Directions for this task: Rewrite the stretch from the start of the lines through the line containing "170), (212, 174)]]", changing "brown eye" to "hazel eye" and leaving everything else the same.

-- Start Extracted records --

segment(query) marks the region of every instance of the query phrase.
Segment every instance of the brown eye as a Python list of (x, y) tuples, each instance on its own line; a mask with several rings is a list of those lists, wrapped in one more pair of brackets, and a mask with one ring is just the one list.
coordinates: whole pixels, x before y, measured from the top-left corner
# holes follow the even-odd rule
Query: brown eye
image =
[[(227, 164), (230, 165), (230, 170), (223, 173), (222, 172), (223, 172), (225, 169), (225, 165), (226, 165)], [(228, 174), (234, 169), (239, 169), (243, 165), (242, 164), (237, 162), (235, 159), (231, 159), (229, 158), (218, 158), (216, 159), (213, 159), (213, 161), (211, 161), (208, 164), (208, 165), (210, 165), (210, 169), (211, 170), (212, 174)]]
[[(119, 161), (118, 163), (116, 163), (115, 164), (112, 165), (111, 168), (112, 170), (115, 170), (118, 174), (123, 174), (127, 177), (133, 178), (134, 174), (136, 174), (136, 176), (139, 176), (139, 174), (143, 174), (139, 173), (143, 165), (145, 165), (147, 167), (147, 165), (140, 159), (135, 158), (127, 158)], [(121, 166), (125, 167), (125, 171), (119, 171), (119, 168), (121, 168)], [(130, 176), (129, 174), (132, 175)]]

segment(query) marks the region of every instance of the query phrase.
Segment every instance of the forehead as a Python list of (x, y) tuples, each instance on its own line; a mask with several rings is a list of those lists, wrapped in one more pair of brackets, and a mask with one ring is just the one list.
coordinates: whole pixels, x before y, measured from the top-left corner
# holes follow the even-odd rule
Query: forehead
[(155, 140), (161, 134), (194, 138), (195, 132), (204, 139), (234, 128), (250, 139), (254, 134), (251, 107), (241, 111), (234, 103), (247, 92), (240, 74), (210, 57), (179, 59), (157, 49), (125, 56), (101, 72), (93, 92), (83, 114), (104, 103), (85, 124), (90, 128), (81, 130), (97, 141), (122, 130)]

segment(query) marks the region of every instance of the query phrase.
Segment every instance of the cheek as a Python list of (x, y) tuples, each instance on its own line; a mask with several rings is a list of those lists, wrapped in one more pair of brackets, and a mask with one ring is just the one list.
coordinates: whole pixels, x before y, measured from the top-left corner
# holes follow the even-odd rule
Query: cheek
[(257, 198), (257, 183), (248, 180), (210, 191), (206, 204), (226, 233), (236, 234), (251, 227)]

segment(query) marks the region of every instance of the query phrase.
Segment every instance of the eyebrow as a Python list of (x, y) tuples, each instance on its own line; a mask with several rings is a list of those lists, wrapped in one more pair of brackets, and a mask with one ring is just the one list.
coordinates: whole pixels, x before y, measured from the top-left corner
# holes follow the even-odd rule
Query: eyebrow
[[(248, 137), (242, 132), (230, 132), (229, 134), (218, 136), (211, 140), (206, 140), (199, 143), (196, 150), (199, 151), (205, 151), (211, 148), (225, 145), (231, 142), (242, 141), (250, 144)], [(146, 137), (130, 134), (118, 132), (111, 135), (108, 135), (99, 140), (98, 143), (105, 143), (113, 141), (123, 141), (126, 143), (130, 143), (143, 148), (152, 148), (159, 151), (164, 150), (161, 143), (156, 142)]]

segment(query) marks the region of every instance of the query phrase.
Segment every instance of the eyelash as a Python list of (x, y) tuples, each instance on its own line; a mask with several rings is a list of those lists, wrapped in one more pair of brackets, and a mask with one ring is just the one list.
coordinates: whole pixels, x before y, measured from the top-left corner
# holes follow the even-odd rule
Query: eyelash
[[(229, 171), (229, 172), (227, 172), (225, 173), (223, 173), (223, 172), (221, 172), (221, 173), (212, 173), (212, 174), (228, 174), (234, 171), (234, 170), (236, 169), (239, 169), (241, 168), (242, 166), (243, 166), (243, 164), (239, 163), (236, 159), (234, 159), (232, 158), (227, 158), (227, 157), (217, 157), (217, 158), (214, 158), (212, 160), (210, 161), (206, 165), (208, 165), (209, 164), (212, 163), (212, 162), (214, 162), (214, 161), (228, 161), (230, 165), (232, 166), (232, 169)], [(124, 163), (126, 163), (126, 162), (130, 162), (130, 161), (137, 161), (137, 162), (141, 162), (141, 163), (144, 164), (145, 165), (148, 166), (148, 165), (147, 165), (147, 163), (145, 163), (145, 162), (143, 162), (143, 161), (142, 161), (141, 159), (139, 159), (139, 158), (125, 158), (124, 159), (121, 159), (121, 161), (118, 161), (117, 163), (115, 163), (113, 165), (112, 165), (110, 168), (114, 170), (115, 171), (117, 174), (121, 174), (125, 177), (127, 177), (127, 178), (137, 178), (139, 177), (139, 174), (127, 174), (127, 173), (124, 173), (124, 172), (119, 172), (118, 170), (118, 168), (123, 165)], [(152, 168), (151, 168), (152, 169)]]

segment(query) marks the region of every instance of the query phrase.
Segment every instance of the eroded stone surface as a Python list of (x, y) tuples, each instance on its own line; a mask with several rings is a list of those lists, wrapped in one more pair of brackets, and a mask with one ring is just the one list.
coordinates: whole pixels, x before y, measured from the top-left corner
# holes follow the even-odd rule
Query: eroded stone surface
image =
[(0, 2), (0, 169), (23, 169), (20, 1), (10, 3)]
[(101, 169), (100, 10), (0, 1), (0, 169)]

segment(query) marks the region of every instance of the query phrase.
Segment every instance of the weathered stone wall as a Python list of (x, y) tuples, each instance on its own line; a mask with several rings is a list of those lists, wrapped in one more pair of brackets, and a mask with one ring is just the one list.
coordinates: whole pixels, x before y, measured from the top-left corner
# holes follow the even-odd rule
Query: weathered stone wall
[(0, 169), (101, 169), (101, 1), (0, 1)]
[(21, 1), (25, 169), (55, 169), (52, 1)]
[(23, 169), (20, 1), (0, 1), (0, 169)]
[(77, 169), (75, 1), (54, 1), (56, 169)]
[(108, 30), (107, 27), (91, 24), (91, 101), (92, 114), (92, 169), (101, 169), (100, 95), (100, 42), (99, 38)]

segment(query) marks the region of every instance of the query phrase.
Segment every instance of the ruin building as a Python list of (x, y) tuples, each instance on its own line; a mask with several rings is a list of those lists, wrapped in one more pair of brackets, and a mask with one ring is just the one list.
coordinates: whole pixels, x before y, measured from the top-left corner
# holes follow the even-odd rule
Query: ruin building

-- End Extracted records --

Result:
segment(query) marks the region of every instance of the query phrase.
Segment every instance of the hazel eye as a Python list of (x, y) tuples, each instance on its own line; a mask with several rings is a list of those lists, wrapped in one more pair of brackets, and a mask with one ring is just the one list.
coordinates: whole pixels, x before y, measured from the top-left corner
# holes follow the even-odd rule
Query: hazel eye
image =
[[(227, 164), (230, 165), (230, 170), (223, 173), (222, 172), (223, 172), (225, 169), (225, 165), (226, 165)], [(228, 174), (234, 169), (239, 169), (243, 165), (242, 164), (237, 162), (235, 159), (231, 159), (229, 158), (218, 158), (216, 159), (213, 159), (213, 161), (211, 161), (208, 164), (208, 165), (210, 165), (210, 169), (211, 170), (212, 174)]]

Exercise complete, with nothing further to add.